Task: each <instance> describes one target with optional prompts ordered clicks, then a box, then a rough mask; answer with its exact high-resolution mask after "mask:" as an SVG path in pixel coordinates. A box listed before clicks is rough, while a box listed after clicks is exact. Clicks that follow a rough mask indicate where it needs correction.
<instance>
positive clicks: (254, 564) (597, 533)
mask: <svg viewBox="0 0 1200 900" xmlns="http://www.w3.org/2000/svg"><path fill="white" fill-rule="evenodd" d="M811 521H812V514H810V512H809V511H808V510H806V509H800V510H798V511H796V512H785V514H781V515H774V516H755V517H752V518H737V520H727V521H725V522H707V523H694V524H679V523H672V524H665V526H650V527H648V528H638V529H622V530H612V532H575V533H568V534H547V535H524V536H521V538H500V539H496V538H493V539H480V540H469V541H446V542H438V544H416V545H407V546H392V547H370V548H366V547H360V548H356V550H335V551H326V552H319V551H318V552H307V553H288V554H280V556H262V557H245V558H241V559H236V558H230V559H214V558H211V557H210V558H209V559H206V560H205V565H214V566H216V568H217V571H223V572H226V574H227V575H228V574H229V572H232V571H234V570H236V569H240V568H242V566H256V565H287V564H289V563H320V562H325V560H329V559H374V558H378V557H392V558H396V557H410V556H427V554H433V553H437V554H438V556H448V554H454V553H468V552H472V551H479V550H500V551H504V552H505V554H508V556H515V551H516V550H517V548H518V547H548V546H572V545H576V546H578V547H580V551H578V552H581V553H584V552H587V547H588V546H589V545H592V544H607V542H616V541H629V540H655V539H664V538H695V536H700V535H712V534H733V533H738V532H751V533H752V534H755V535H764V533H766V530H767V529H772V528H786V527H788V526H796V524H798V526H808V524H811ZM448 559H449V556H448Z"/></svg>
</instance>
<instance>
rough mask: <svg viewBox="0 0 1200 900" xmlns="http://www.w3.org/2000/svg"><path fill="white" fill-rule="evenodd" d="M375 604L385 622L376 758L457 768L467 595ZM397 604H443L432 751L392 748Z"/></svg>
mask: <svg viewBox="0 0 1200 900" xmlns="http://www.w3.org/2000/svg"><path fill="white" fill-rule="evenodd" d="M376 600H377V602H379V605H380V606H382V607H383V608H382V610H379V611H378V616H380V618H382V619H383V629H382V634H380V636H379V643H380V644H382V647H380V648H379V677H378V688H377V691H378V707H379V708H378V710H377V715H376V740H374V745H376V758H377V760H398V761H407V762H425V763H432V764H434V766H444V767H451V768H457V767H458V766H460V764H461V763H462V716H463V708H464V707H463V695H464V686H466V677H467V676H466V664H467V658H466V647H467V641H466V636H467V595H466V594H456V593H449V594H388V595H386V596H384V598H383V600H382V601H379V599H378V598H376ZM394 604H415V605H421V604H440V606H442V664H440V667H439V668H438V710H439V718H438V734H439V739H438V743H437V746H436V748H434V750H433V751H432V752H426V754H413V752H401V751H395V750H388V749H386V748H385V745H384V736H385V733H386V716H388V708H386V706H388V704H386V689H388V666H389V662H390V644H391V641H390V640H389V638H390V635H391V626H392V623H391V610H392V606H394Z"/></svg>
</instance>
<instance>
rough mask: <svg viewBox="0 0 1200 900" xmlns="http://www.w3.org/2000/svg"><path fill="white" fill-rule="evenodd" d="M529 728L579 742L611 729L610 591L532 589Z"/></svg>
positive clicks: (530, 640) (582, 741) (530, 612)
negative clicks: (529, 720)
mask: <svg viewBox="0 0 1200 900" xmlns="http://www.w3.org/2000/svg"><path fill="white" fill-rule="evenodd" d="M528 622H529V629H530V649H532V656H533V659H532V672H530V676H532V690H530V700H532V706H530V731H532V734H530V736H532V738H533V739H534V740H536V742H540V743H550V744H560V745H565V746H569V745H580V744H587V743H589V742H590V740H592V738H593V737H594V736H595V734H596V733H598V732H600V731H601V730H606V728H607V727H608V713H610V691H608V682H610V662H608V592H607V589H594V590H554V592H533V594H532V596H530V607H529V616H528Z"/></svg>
━━━━━━━━━━━━━━━━━━━━
*TASK DIRECTIONS:* Set all of the entries down again, exactly as they were given.

*SOLUTION TO THE EXERCISE:*
Task: each <instance> describes one target with optional prompts ordered clicks, then a box, then a rough mask; answer with its exact high-resolution mask after "mask:" as an SVG path in pixel coordinates. A box listed before clicks is rough, while a box listed after clicks is exact. Clicks that follow a rough mask indicate where it needs correction.
<instance>
positive clicks: (254, 564) (597, 533)
mask: <svg viewBox="0 0 1200 900" xmlns="http://www.w3.org/2000/svg"><path fill="white" fill-rule="evenodd" d="M811 521H812V514H810V512H809V511H808V510H806V509H800V510H798V511H796V512H785V514H781V515H774V516H755V517H752V518H737V520H727V521H725V522H707V523H694V524H679V523H672V524H665V526H650V527H648V528H638V529H622V530H612V532H575V533H568V534H547V535H524V536H521V538H500V539H496V538H493V539H480V540H469V541H446V542H438V544H416V545H407V546H392V547H370V548H366V547H360V548H356V550H335V551H326V552H319V551H318V552H307V553H288V554H280V556H262V557H245V558H241V559H236V558H230V559H214V558H211V557H210V558H209V559H206V560H205V565H214V566H216V568H217V571H223V572H226V574H227V575H228V574H229V572H232V571H234V570H236V569H240V568H242V566H256V565H287V564H289V563H320V562H325V560H329V559H374V558H378V557H392V558H396V557H410V556H427V554H433V553H437V554H438V556H448V554H454V553H468V552H472V551H479V550H500V551H504V552H505V554H508V556H515V551H516V550H517V548H518V547H548V546H572V545H576V546H578V547H580V551H578V552H581V553H584V552H587V547H588V546H589V545H592V544H607V542H616V541H629V540H655V539H664V538H695V536H700V535H712V534H733V533H738V532H751V533H752V534H755V535H764V533H766V530H767V529H772V528H786V527H788V526H796V524H798V526H808V524H811ZM448 559H449V556H448Z"/></svg>
</instance>
<instance>
rough mask: <svg viewBox="0 0 1200 900" xmlns="http://www.w3.org/2000/svg"><path fill="white" fill-rule="evenodd" d="M375 604L385 622L376 758L457 768L467 595ZM397 604H443L432 751L392 748Z"/></svg>
mask: <svg viewBox="0 0 1200 900" xmlns="http://www.w3.org/2000/svg"><path fill="white" fill-rule="evenodd" d="M376 600H377V602H379V605H380V606H382V607H383V608H382V610H379V611H378V616H380V618H382V619H383V629H382V634H380V636H379V643H380V644H382V647H380V648H379V677H378V688H377V691H378V707H379V708H378V710H377V715H376V740H374V745H376V758H377V760H398V761H407V762H425V763H432V764H434V766H444V767H451V768H457V767H458V766H460V764H461V763H462V716H463V708H464V707H463V695H464V686H466V677H467V676H466V664H467V658H466V647H467V641H466V636H467V595H466V594H456V593H449V594H388V595H386V596H384V598H383V600H382V601H379V599H378V598H376ZM394 604H415V605H421V604H440V606H442V664H440V667H439V668H438V710H439V718H438V734H439V739H438V743H437V746H436V748H434V750H433V751H432V752H426V754H413V752H401V751H395V750H388V749H386V748H385V745H384V736H385V733H386V716H388V708H386V706H388V704H386V689H388V666H389V662H390V644H391V641H390V640H389V638H390V635H391V626H392V623H391V610H392V606H394Z"/></svg>
</instance>
<instance>
rough mask: <svg viewBox="0 0 1200 900" xmlns="http://www.w3.org/2000/svg"><path fill="white" fill-rule="evenodd" d="M529 728L579 742L611 729L610 591L532 589Z"/></svg>
positive clicks: (530, 640) (582, 741) (530, 612)
negative clicks: (529, 720)
mask: <svg viewBox="0 0 1200 900" xmlns="http://www.w3.org/2000/svg"><path fill="white" fill-rule="evenodd" d="M528 622H529V629H530V649H532V656H533V659H532V672H530V676H532V690H530V700H532V706H530V731H532V734H530V736H532V738H533V739H534V740H536V742H540V743H550V744H560V745H565V746H569V745H580V744H587V743H589V742H590V740H592V738H593V737H594V736H595V734H596V733H598V732H600V731H601V730H606V728H607V727H608V713H610V691H608V682H610V662H608V592H607V589H594V590H554V592H533V594H532V596H530V607H529V616H528Z"/></svg>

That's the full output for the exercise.